-- start of Excerpted passage --

Finding Hope in the Darkness

In January 2015, The Telegraph printed an excerpt of a book written by Jim Quillen, a former prisoner at Alcatraz. The article entitled, My 19 Days in Solitary Confinement on Alcatraz,” (linked here) describes how the prisoner spent his days in isolation. It says, “Since total silence and darkness were to be my constant companions for twenty-four hours of each day of solitary confinement, it was imperative to find a way to keep my mind occupied. I invented a game simply to retain my sanity. I would tear a button from my coveralls, then fling it into the air, turn around in circles several times, and, with my eyes closed, get on the floor on my hands and knees and search for the button. When it was found, I would repeat the routine, over and over until I was exhausted, or my knees were so sore I could not continue.

Segregation and isolation were beginning to make me realize, however, that while these macho ideals were easy to maintain when there was hope, it was far more difficult to cope with the undesirable and traumatic world of reality once hope was gone.”

-- end of Excerpted passage --
-- start of Material provided --

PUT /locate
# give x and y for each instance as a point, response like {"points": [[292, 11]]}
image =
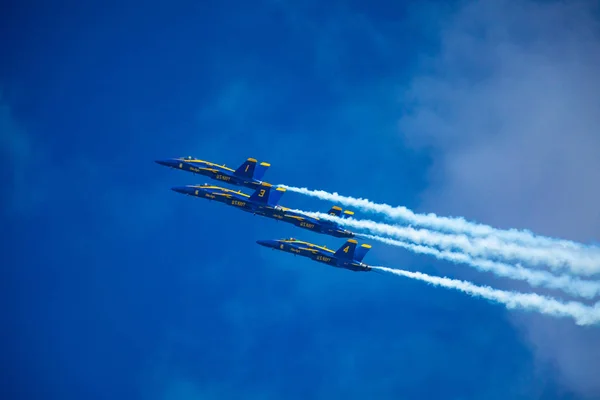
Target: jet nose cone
{"points": [[167, 163], [266, 243], [181, 189]]}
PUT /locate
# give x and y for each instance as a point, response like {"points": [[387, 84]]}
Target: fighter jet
{"points": [[264, 202], [249, 174], [349, 256]]}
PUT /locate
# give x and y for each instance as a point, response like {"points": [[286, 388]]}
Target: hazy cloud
{"points": [[510, 108]]}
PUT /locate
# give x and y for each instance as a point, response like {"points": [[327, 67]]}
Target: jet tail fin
{"points": [[346, 252], [260, 169], [247, 169], [265, 194], [336, 211], [361, 251]]}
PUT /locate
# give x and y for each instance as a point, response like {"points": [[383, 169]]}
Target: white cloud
{"points": [[511, 110]]}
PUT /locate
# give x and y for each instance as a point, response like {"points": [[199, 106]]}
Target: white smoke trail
{"points": [[449, 224], [582, 314], [476, 247], [572, 286]]}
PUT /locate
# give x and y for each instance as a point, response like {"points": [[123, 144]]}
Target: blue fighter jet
{"points": [[249, 174], [349, 256], [264, 202]]}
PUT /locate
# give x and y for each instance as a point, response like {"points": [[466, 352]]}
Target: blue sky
{"points": [[117, 286]]}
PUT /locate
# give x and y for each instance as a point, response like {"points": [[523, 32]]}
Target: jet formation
{"points": [[264, 202]]}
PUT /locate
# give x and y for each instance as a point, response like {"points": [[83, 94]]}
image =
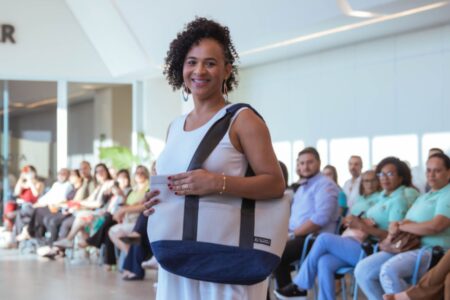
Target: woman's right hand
{"points": [[150, 201]]}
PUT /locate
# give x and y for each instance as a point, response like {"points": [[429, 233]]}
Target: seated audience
{"points": [[428, 218], [331, 172], [435, 284], [125, 218], [132, 201], [27, 190], [351, 186], [314, 209], [49, 203], [79, 192], [84, 210], [331, 252]]}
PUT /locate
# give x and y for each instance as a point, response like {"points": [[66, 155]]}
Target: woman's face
{"points": [[437, 175], [100, 174], [370, 183], [122, 179], [139, 176], [389, 178], [74, 179], [329, 173], [204, 69]]}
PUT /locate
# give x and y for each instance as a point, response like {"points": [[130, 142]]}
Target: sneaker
{"points": [[64, 243], [150, 264], [291, 291]]}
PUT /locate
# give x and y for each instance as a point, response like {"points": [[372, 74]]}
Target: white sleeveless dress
{"points": [[174, 159]]}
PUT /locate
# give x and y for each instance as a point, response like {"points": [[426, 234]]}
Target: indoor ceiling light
{"points": [[343, 28], [347, 10]]}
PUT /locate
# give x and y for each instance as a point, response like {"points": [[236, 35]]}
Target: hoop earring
{"points": [[225, 90], [185, 92]]}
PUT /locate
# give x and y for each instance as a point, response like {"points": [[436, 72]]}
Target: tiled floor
{"points": [[27, 277]]}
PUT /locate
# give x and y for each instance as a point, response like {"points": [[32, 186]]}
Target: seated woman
{"points": [[84, 210], [79, 192], [330, 171], [435, 284], [429, 218], [49, 203], [131, 201], [331, 252], [27, 190], [127, 215]]}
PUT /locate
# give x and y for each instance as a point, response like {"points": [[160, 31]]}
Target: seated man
{"points": [[49, 203], [314, 209]]}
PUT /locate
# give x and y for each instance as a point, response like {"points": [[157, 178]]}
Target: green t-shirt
{"points": [[428, 206], [389, 208], [411, 195], [363, 203]]}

-- end of Material provided --

Required actions:
a) In the Alcatraz solitary confinement passage, what did the prisoner tear from his coveralls to play his game?
b) Which lines of the records contain the word "white"? Copy each of them.

The answers:
a) A button.

b)
Target: white cloud
Target: white smoke trail
Target: white sleeveless dress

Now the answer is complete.